------ Input records ------
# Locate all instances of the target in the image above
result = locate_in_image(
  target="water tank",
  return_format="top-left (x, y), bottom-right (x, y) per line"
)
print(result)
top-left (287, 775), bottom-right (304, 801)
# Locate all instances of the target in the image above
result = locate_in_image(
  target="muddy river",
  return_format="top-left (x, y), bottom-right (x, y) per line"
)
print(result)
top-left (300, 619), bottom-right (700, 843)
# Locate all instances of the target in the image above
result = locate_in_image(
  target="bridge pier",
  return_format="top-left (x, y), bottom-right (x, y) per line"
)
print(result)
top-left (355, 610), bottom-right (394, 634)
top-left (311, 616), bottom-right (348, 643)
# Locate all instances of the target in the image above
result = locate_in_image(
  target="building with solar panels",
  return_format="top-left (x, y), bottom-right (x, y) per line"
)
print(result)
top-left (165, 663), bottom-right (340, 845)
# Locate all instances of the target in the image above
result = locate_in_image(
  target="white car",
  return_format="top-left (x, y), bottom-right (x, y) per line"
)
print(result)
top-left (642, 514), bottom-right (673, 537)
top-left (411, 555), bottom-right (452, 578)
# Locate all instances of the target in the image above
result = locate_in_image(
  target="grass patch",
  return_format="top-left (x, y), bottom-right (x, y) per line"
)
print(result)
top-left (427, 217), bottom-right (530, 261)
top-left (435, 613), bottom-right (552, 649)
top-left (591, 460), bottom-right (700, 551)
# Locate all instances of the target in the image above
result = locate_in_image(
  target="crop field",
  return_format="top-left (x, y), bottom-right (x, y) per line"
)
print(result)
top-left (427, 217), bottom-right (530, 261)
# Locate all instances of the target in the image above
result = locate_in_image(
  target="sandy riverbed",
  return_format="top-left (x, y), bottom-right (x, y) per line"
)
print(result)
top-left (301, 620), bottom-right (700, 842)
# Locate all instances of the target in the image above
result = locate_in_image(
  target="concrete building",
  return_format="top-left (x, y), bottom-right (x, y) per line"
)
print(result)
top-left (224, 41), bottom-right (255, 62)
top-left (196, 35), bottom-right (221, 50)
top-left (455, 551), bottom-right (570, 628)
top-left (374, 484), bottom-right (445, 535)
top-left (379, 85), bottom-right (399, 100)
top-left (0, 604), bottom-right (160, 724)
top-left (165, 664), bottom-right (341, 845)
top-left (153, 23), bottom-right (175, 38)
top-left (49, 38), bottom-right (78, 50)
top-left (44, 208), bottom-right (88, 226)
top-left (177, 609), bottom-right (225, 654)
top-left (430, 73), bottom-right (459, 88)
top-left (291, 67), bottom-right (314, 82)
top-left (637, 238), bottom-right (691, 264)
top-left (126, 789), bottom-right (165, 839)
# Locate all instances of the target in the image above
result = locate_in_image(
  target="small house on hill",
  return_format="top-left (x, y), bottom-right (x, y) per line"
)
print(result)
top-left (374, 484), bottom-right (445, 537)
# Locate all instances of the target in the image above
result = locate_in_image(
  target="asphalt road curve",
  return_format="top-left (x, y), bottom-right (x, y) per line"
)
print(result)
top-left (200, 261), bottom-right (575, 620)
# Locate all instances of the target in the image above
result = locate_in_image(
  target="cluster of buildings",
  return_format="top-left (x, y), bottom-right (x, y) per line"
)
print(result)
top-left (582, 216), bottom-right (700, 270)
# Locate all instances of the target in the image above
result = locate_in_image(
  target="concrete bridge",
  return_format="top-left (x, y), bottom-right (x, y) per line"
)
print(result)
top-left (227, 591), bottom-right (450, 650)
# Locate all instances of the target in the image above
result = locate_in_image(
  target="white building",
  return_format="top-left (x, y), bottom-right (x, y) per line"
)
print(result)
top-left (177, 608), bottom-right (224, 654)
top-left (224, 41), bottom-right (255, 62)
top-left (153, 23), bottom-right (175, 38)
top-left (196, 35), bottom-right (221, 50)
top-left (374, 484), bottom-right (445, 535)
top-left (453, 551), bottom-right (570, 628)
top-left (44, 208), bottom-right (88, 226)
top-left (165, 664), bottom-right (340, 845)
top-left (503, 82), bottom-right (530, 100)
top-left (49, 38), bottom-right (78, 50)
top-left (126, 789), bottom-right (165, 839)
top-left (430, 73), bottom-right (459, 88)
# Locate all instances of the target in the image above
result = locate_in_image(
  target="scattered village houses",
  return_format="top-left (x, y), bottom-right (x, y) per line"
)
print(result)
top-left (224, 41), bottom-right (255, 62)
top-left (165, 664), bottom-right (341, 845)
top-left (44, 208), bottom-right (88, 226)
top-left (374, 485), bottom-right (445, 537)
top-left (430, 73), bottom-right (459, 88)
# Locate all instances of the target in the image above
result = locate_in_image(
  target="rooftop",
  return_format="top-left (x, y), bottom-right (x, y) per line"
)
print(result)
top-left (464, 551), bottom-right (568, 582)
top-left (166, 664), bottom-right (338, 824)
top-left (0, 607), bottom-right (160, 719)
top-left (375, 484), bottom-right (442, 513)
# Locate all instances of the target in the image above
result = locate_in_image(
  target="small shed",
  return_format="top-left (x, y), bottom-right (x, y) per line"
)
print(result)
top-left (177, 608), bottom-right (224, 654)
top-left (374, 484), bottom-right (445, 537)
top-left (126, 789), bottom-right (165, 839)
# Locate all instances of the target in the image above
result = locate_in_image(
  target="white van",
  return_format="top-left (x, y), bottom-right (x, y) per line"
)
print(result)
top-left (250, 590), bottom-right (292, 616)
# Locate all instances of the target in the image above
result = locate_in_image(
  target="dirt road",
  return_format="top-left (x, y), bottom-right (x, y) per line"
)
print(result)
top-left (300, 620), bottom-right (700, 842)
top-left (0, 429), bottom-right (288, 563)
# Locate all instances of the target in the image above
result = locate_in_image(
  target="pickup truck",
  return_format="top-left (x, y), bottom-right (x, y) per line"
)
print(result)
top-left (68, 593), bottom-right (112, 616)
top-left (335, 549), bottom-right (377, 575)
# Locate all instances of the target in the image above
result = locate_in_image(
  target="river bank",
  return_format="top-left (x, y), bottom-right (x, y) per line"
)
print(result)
------
▸ **Set task**: Update the listing above by replacing every occurrence of "locate_in_image" with "find_in_image", leaving all other text unchanged.

▸ **Output below**:
# Locate all instances of the target in the image above
result = find_in_image(
  target="water tank",
  return_format="top-left (x, y), bottom-right (x, y) per line"
)
print(result)
top-left (287, 775), bottom-right (304, 801)
# Locate all instances of the target in the image above
result = find_in_image(
  target="muddy river",
  return_format="top-left (x, y), bottom-right (x, y) per line"
)
print(result)
top-left (300, 619), bottom-right (700, 843)
# Locate all instances of the target in the image above
result = find_in_image(
  target="bridge pier",
  return_format="top-left (x, y), bottom-right (x, y) per line"
)
print(result)
top-left (355, 610), bottom-right (394, 634)
top-left (311, 616), bottom-right (348, 643)
# Locate all instances of the target in the image above
result = find_in_image(
  target="building with solar panels",
  return_format="top-left (x, y), bottom-right (x, y) per line"
)
print(result)
top-left (165, 663), bottom-right (340, 845)
# Locate all instances of the target in the image above
result = find_in_image(
  target="white car",
  return_format="top-left (x, y), bottom-right (x, y) per line"
)
print(result)
top-left (642, 514), bottom-right (673, 537)
top-left (411, 555), bottom-right (452, 578)
# Locate all instances of the target in the image above
result = find_in_image(
  target="grass patch",
  return_format="top-left (x, y), bottom-right (x, y) per line"
)
print(result)
top-left (427, 217), bottom-right (530, 261)
top-left (435, 613), bottom-right (552, 649)
top-left (591, 460), bottom-right (700, 551)
# Locate all instances of the target in the image above
result = find_in_image(
  target="crop field",
  return_format="top-left (x, y), bottom-right (x, y) per line"
)
print(result)
top-left (427, 217), bottom-right (530, 261)
# Locate all instances of the target in the image above
result = find_in_image(
  target="sandy riverbed",
  return_format="top-left (x, y), bottom-right (x, y) per line"
)
print(result)
top-left (301, 620), bottom-right (700, 842)
# Locate all instances of the target in the image above
result = find_in_image(
  target="concrete building",
  return_format="top-left (x, y), bottom-right (x, y) per line"
)
print(result)
top-left (224, 41), bottom-right (255, 62)
top-left (196, 35), bottom-right (221, 50)
top-left (455, 551), bottom-right (570, 628)
top-left (374, 484), bottom-right (445, 535)
top-left (379, 85), bottom-right (399, 100)
top-left (0, 604), bottom-right (160, 724)
top-left (165, 664), bottom-right (341, 845)
top-left (153, 23), bottom-right (175, 38)
top-left (49, 38), bottom-right (78, 50)
top-left (44, 208), bottom-right (88, 226)
top-left (177, 609), bottom-right (225, 654)
top-left (430, 73), bottom-right (459, 88)
top-left (291, 67), bottom-right (314, 82)
top-left (637, 238), bottom-right (691, 264)
top-left (126, 789), bottom-right (165, 839)
# Locate all instances of the target in the image above
result = find_in_image(
  target="small house on hill",
  return_format="top-left (x, y), bottom-right (x, y) per line"
)
print(result)
top-left (374, 484), bottom-right (445, 537)
# Locate all instances of the target in the image above
result = find_in_image(
  target="asphalt road curve",
  return_format="top-left (x, y), bottom-right (x, y) per line"
)
print(result)
top-left (200, 261), bottom-right (575, 620)
# Locate all instances of the target in the image above
result = find_in_image(
  target="cluster of buildings",
  return_format="top-left (x, y), bottom-right (x, y) per line"
)
print(result)
top-left (582, 216), bottom-right (700, 270)
# Locate all instances of the target in the image above
result = find_in_image(
  target="concrete bridge",
  return_format="top-left (x, y), bottom-right (x, y) per line"
)
print(result)
top-left (227, 591), bottom-right (450, 650)
# Locate all instances of the target in the image above
result = find_in_image(
  target="white building",
  return_format="top-left (x, y), bottom-right (x, y) per line"
)
print(result)
top-left (177, 608), bottom-right (224, 654)
top-left (224, 41), bottom-right (255, 62)
top-left (153, 23), bottom-right (175, 38)
top-left (196, 35), bottom-right (221, 50)
top-left (374, 484), bottom-right (445, 535)
top-left (453, 551), bottom-right (570, 628)
top-left (44, 208), bottom-right (88, 226)
top-left (165, 664), bottom-right (340, 845)
top-left (503, 82), bottom-right (530, 100)
top-left (49, 38), bottom-right (78, 50)
top-left (126, 789), bottom-right (165, 839)
top-left (430, 73), bottom-right (459, 88)
# Locate all instances of the target in the image above
result = find_in_image(
  target="scattered village houses",
  return_format="top-left (x, y), bottom-right (x, y) per line"
)
print(result)
top-left (224, 41), bottom-right (255, 62)
top-left (165, 664), bottom-right (341, 845)
top-left (44, 208), bottom-right (88, 226)
top-left (374, 485), bottom-right (445, 537)
top-left (430, 73), bottom-right (459, 88)
# Locate all instances of the target in the image above
result = find_in_image(
  target="rooftop",
  return_format="top-left (x, y), bottom-right (x, y) per line"
)
print(result)
top-left (464, 551), bottom-right (568, 582)
top-left (166, 664), bottom-right (338, 824)
top-left (0, 607), bottom-right (160, 719)
top-left (375, 484), bottom-right (442, 513)
# Locate all instances of the target in the image above
result = find_in_image(
  target="small shed",
  return_format="top-left (x, y), bottom-right (x, y) per line"
)
print(result)
top-left (177, 608), bottom-right (224, 654)
top-left (374, 484), bottom-right (445, 537)
top-left (126, 789), bottom-right (165, 839)
# Locate all instances of the target in the image above
result = find_in_image(
  target="white van",
  return_format="top-left (x, y), bottom-right (x, y) per line"
)
print(result)
top-left (250, 590), bottom-right (292, 616)
# Locate all instances of the target in the image above
result = find_in_image(
  target="dirt road",
  return_format="top-left (x, y), bottom-right (x, y) per line"
)
print(result)
top-left (300, 620), bottom-right (700, 842)
top-left (0, 429), bottom-right (288, 563)
# Locate all instances of the target in the image above
result = find_in_image(
  target="pickup truck",
  return_format="top-left (x, y), bottom-right (x, y) per line"
)
print(result)
top-left (68, 593), bottom-right (112, 616)
top-left (335, 549), bottom-right (377, 575)
# Locate all instances of the target in the image above
result = find_in_image(
  target="river bank",
  return_format="top-left (x, y), bottom-right (x, y) per line"
)
print(result)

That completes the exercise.